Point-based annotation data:
** start **

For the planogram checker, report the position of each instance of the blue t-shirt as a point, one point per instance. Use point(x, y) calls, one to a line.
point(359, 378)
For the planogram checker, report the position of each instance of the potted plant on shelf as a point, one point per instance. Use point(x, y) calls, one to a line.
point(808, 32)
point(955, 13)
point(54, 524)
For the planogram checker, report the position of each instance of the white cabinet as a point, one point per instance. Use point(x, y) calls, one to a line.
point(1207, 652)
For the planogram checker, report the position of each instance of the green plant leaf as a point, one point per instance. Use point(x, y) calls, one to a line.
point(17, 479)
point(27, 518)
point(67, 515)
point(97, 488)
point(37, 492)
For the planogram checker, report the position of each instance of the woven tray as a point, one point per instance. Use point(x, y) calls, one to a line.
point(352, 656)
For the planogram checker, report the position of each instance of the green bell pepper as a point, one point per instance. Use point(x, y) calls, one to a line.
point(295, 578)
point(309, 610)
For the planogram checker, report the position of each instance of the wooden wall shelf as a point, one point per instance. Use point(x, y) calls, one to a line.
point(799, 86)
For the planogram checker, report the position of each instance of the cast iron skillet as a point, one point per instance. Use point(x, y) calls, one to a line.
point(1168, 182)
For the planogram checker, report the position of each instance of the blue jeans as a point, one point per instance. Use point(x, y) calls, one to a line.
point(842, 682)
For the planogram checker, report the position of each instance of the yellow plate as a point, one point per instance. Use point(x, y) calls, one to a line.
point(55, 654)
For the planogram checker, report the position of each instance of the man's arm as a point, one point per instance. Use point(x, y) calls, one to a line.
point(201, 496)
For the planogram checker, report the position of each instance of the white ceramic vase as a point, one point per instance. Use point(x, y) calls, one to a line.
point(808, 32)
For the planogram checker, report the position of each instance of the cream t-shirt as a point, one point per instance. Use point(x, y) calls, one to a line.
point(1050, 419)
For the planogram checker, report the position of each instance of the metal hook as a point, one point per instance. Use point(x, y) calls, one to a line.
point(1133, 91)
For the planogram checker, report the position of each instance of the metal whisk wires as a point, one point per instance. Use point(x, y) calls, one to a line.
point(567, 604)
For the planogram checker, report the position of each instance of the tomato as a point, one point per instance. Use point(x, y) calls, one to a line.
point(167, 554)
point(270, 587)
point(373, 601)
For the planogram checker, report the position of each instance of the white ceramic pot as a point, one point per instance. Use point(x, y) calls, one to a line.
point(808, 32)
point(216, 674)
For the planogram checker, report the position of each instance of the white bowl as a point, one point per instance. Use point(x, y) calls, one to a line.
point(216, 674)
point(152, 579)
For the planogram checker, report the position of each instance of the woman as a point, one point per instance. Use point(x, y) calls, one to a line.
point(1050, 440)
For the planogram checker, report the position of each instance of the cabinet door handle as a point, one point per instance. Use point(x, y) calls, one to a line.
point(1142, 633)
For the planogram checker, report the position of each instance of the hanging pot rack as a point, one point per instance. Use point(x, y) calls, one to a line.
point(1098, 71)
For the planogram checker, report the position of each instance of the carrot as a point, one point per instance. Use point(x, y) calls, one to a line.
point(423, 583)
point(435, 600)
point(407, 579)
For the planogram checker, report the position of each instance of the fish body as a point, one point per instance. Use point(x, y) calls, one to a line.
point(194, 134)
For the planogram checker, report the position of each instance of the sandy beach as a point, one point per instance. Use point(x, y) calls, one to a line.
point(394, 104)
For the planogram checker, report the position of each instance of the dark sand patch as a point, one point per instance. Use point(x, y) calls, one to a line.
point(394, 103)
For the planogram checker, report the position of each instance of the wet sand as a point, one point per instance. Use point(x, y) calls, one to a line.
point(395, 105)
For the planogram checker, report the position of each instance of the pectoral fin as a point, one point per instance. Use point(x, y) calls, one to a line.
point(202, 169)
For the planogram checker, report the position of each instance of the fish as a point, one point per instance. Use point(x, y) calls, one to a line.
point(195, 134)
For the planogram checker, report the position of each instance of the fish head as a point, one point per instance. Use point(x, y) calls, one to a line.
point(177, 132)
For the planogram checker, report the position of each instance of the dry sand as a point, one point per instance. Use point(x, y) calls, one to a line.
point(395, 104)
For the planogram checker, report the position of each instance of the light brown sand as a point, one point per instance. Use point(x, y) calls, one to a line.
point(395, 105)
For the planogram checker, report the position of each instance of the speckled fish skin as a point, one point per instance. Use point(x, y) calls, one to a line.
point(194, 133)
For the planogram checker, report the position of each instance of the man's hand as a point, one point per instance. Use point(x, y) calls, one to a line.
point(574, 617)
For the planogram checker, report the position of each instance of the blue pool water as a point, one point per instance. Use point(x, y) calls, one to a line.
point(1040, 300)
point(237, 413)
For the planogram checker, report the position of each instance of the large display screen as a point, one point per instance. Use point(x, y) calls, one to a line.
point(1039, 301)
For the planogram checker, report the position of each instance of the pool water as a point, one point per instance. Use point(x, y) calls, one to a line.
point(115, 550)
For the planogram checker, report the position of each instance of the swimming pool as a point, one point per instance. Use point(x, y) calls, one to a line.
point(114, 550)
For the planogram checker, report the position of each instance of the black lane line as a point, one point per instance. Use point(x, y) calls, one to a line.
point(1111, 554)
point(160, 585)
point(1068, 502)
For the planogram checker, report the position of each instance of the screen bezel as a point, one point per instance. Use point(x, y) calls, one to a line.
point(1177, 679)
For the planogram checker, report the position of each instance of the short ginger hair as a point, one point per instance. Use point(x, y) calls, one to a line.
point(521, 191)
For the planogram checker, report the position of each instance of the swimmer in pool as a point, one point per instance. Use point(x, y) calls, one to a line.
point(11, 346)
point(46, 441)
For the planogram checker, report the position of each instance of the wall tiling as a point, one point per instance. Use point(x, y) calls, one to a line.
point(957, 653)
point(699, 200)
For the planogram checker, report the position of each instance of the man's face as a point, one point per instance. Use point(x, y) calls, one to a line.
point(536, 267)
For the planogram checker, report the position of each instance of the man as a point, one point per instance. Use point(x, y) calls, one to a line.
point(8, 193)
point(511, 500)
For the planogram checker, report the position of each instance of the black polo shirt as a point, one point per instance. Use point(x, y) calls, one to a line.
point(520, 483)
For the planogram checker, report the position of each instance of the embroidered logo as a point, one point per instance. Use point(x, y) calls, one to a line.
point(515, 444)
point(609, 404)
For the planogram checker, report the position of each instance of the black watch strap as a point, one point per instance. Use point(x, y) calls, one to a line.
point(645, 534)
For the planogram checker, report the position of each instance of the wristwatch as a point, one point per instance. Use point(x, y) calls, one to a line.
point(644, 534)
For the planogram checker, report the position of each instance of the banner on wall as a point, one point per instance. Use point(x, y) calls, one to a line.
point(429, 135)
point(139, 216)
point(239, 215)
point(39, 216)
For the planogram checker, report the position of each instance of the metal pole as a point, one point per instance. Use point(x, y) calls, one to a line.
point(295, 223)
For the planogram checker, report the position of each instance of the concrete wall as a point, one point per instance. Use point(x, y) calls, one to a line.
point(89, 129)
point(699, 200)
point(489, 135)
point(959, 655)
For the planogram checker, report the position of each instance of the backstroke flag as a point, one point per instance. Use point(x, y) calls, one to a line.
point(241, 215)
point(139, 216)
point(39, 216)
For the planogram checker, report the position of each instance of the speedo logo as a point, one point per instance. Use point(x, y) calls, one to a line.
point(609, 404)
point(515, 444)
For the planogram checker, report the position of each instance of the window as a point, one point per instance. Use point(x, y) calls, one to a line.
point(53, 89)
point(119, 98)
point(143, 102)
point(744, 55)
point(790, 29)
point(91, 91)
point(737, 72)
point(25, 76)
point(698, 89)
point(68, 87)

** end **
** start **

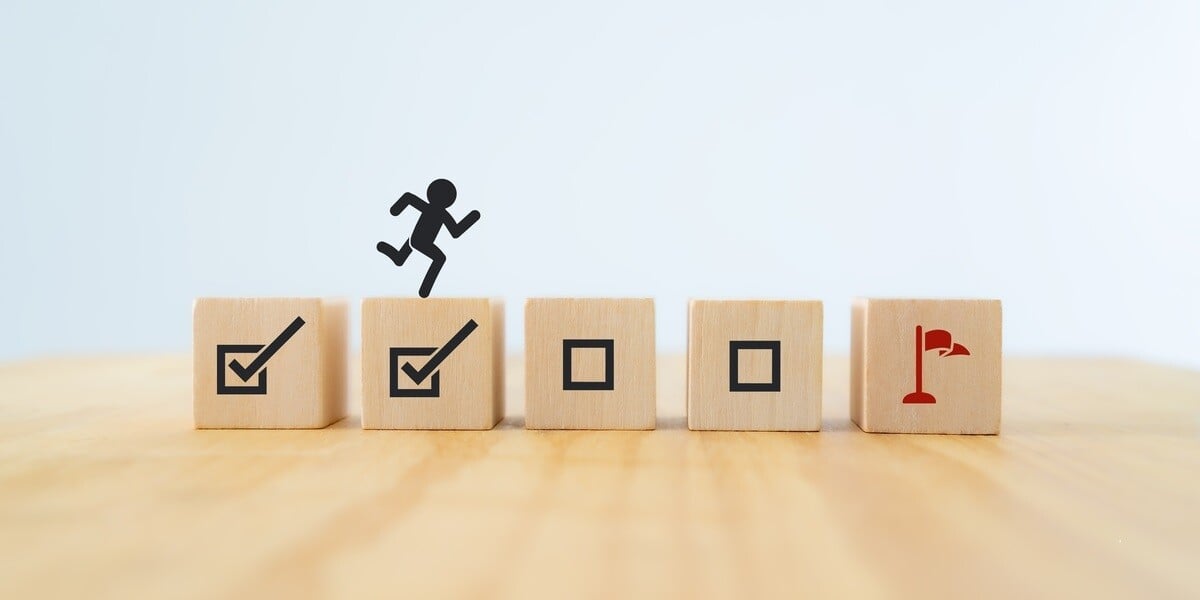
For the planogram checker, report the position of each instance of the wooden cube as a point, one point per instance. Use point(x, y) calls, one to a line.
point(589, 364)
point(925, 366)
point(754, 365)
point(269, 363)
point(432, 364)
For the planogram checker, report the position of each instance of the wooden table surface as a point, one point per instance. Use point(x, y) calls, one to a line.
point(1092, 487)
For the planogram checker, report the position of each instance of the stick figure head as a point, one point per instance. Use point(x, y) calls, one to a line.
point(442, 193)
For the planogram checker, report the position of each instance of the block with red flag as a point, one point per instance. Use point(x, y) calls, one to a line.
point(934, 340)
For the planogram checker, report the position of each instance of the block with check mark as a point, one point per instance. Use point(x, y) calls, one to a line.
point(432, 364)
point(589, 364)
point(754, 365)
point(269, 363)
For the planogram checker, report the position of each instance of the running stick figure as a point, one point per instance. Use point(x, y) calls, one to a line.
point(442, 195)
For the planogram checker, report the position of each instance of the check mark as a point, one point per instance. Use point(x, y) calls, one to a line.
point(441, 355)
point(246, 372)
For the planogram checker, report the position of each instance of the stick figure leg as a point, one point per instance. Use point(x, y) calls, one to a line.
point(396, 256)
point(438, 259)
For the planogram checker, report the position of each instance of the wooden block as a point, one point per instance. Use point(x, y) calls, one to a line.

** end **
** start **

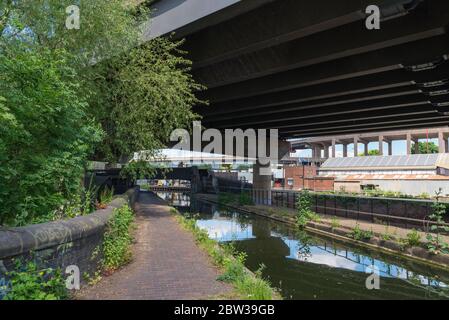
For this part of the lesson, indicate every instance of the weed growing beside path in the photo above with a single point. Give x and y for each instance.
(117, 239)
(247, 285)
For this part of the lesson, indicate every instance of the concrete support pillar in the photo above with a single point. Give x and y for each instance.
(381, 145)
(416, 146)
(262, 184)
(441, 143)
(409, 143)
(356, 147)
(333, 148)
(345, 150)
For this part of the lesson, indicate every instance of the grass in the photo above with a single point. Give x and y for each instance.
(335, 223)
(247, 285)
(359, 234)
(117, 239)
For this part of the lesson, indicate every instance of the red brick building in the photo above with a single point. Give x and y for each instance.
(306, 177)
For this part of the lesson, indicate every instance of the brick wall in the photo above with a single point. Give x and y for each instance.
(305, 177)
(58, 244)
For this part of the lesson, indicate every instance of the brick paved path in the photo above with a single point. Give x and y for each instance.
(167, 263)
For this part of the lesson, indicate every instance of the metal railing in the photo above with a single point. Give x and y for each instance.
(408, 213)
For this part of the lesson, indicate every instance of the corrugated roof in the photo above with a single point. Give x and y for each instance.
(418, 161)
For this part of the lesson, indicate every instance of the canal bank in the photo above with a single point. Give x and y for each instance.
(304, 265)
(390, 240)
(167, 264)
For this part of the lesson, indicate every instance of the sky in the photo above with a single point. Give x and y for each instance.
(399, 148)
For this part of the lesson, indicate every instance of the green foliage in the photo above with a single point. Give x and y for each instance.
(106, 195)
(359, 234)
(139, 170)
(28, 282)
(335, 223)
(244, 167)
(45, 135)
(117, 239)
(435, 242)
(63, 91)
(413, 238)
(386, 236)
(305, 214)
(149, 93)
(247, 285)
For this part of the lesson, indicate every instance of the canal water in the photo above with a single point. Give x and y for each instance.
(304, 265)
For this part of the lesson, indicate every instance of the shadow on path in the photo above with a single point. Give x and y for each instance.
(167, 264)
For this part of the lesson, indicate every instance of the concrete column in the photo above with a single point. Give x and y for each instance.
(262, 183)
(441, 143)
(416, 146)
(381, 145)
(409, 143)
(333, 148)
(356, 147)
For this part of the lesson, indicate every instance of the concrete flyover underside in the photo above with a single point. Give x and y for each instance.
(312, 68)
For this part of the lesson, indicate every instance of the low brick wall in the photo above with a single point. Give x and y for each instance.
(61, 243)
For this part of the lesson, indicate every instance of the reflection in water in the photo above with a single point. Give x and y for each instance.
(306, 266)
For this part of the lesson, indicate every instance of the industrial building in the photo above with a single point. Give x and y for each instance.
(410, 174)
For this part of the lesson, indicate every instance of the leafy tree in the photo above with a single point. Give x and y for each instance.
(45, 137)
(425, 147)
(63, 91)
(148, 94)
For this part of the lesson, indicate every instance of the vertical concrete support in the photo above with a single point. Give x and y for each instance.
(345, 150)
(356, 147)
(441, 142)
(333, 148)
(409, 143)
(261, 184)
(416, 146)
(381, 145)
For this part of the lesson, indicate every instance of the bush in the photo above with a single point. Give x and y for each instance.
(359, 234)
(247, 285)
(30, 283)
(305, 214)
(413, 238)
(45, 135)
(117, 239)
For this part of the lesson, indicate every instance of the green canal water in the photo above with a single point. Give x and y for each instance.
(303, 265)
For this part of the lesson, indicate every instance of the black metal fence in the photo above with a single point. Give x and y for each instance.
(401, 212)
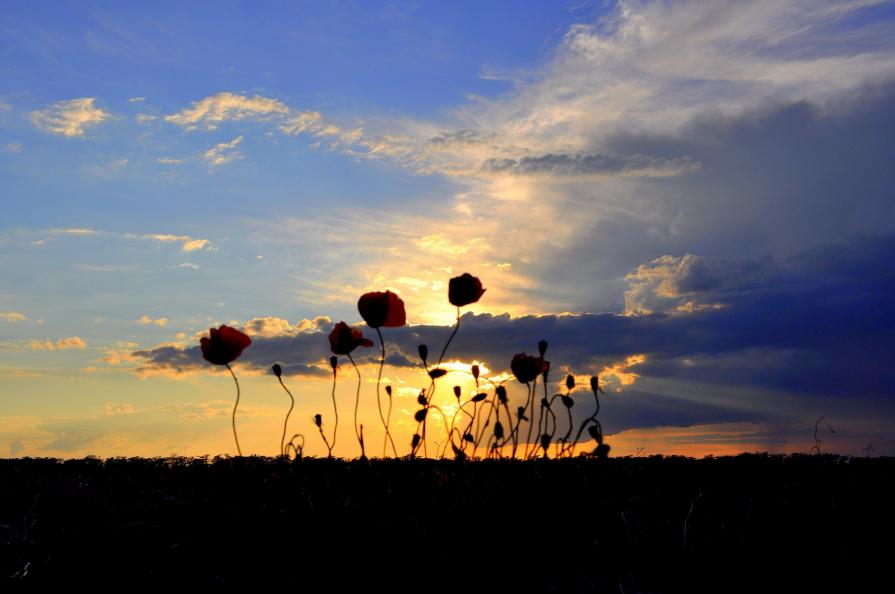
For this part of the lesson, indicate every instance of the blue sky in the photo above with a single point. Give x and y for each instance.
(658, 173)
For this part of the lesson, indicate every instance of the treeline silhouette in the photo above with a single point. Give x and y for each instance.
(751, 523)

** end **

* _GIVEN PROBLEM_:
Can you quote verbatim the rows running from the line that contains "the blue t-shirt" through the line that contains "point(54, 524)"?

* _RESPONSE FOR THIS EXERCISE_:
For the planogram checker, report the position of each instance of the blue t-shirt as a point, one point per instance. Use point(x, y) calls, one to a line.
point(359, 378)
For the planogram checker, report the position of each instance of the potted plant on shelf as a point, one point per instance. Use point(x, y) calls, one to a line.
point(808, 32)
point(955, 13)
point(54, 524)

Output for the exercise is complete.